_Direction 1_: List every real person named in the article about Karla Sofía Gascón and the film Emilia Pérez, leaving out the characters.
--- Start of Passage shown ---
Karla Sofía Gascón knows the journey she's on is a special one.
The 52-year-old, Spanish-born actress stars next to Zoe Saldaña and Selena Gomez in Jacques Audiard's new musical drama film Emilia Pérez, where she plays a Mexican cartel boss who transitions to become her true self and find happiness for the first time in her life.
And she just might become the first trans woman to be nominated for an acting Academy Award for it.
Before she joined the film, Emilia Pérez was going to be quite different, with the characters being several decades younger, but Audiard loved Gascón for the role, and soon, she began helping to to shape it.
"[The] truth is that Jacques was always very open, very open to listening to me, and he really gave me a lot of freedom to create," she tells Out. "All I could bring to the table was my own experience, which is clearly very different from a lot of people. I think as human beings, we all have different experiences, we have different lives."
"But at the end of the day there was a lot of freedom and love in wanting to understand this character. And I definitely think that there was a before and after in terms of how everyone on the crew sees trans people," she adds. "I think all the crew and all the people that worked in this film, including myself, learned how everyone deserves respect. Everyone deserves to be treated equally."
One of the things Gascón insisted on was playing her character both after, and before her transition.
"I think of Emilia as an actor, she was a different character and playing Manitas, she's in this deep social darkness and she's wanting to become who she's always been, this butterfly, this beautiful woman that she's always wanted to be," Gascón notes. "So I tried to not bring any negative perspective into this. I didn't want to think about it like taking a step back. I really went at it from a very creative perspective. I wanted to be able to take this character where I wanted to take it. And I think being able to play both sides of her allowed me to do this."
She was worried, however, that her performance under a layer of makeup and prosthetics might end up feeling overwrought and verge into comedy in very dramatic scenes, like the one where Emilia first tells Zoe Saldaña's character Rita that she wants to transition.
--- End of Passage shown ---
--- Start of Information given ---
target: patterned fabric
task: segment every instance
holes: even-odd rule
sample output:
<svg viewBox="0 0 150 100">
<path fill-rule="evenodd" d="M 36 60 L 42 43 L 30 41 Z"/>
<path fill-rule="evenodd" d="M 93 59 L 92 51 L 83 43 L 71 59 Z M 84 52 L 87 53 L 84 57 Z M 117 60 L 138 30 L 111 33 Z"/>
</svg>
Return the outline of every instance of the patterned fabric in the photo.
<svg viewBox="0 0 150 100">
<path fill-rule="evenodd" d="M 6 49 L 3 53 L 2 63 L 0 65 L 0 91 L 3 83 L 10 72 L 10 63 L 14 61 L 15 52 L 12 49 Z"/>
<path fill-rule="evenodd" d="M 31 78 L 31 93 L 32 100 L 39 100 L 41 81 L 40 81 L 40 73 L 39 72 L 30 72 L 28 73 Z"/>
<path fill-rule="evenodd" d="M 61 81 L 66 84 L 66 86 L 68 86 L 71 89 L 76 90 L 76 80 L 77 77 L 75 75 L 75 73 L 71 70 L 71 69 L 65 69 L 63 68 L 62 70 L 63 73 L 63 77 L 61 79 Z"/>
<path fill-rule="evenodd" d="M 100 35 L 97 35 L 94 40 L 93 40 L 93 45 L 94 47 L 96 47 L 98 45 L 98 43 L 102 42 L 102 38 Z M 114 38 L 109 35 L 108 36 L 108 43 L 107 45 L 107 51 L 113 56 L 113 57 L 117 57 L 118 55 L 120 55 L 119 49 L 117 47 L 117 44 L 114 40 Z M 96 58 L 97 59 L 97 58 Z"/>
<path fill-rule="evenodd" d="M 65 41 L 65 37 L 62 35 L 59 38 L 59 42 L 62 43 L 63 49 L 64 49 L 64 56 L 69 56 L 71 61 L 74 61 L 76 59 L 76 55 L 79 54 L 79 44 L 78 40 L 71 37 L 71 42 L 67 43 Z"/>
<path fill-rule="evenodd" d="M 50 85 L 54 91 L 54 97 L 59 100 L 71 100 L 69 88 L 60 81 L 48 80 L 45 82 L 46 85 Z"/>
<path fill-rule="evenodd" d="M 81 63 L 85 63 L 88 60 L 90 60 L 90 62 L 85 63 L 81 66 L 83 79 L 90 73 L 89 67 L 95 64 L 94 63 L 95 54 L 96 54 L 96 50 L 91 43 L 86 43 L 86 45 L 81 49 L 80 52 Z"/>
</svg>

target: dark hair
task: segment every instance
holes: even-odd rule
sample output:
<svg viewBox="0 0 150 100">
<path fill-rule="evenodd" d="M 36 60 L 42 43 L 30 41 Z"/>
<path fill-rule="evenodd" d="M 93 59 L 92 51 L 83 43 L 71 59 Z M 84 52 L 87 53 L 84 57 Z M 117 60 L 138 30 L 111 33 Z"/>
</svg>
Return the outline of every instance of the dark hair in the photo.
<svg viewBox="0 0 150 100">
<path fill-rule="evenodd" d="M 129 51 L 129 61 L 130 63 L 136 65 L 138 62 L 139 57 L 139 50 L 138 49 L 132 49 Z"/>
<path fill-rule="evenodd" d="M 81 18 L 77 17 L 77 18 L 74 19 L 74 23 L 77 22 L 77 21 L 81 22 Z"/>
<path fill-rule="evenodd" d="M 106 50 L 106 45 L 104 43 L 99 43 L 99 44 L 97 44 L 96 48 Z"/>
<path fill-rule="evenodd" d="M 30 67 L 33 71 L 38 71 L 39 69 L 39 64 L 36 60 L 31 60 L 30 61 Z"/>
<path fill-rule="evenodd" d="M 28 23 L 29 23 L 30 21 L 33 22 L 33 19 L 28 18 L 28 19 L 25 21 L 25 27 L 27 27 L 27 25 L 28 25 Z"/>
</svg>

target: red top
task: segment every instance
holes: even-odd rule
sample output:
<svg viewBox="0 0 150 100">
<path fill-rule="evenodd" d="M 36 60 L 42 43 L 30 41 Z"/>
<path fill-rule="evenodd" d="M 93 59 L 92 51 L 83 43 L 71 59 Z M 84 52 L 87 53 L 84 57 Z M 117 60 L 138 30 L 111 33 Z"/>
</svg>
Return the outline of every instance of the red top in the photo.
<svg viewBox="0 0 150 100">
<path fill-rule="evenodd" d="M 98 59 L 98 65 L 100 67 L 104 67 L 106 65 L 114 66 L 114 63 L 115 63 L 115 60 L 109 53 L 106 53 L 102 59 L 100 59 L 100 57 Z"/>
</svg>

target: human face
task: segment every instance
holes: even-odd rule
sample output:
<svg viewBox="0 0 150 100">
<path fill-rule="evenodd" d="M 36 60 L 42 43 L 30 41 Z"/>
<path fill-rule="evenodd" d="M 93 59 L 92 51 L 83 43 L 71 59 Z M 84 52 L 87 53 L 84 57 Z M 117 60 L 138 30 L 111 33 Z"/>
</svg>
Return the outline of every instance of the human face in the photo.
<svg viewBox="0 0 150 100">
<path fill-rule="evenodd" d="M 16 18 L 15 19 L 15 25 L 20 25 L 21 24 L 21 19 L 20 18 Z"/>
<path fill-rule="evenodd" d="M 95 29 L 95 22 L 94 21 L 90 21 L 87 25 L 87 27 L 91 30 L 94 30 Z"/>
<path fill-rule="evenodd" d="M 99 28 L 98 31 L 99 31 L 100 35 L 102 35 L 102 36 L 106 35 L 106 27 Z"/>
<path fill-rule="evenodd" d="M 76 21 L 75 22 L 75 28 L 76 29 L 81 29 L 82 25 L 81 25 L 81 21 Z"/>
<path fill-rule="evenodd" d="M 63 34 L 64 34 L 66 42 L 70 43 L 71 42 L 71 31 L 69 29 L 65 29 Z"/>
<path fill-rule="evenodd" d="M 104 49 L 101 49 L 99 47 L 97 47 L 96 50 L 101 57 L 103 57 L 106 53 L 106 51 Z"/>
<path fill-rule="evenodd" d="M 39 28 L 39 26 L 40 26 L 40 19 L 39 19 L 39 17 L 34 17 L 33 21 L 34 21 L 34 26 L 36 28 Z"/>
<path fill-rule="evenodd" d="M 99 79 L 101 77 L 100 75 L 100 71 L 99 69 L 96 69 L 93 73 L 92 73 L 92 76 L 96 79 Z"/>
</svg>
--- End of Information given ---
_Direction 2_: In the rows, transcribe without any change the lines from the line with "target: human face" to the line with "16 18 L 15 19", including both of those lines.

_Full output 1_: Karla Sofía Gascón, Zoe Saldaña, Selena Gomez, Jacques Audiard

_Full output 2_:
target: human face
task: segment every instance
holes: even-odd rule
sample output:
<svg viewBox="0 0 150 100">
<path fill-rule="evenodd" d="M 36 60 L 42 43 L 30 41 Z"/>
<path fill-rule="evenodd" d="M 93 59 L 92 51 L 83 43 L 71 59 Z M 84 52 L 87 53 L 84 57 Z M 117 60 L 138 30 L 111 33 Z"/>
</svg>
Return the outline of every instance of the human face in the photo.
<svg viewBox="0 0 150 100">
<path fill-rule="evenodd" d="M 16 18 L 15 19 L 15 25 L 20 25 L 21 24 L 21 19 L 20 18 Z"/>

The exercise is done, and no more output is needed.